Object location annotation data:

_ _ _ _ _ _ _

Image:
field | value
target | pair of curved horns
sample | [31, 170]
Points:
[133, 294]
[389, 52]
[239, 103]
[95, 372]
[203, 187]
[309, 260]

_ _ _ _ _ _ _

▸ **WHAT IS REQUIRED**:
Reproduce every line of the rows, requests included, and scale each coordinate in the answers by 2.4, rounding to whole numbers with halves rounded up. Leave the requests and their sample coordinates unchanged.

▸ **FINISHED EXERCISE**:
Image:
field | value
target | pair of curved horns
sample | [31, 170]
Points:
[319, 706]
[934, 125]
[574, 247]
[228, 893]
[487, 449]
[742, 624]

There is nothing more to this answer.